» **Exercise material**:

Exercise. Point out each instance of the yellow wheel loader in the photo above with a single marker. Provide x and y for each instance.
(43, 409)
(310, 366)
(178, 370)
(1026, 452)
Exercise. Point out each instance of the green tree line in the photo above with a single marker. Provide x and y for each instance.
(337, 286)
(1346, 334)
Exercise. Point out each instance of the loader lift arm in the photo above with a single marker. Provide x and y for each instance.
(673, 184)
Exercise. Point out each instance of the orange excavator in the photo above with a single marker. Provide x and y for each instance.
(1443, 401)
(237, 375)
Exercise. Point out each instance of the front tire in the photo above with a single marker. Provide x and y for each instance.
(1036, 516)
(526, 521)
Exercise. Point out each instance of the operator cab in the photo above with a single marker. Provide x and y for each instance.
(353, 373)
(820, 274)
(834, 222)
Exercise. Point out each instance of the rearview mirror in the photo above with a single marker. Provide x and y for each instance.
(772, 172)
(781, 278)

» **What is being asked**: Please repeat the line that contains "Exercise. Point out each instance of the rearview" and every line after it through the end of the material above, exactly and with nothing added.

» **Completed task**:
Exercise. Point out each instance of the rearview mirror in the photo above with a single marker. Provide x and y for each instance.
(772, 172)
(781, 278)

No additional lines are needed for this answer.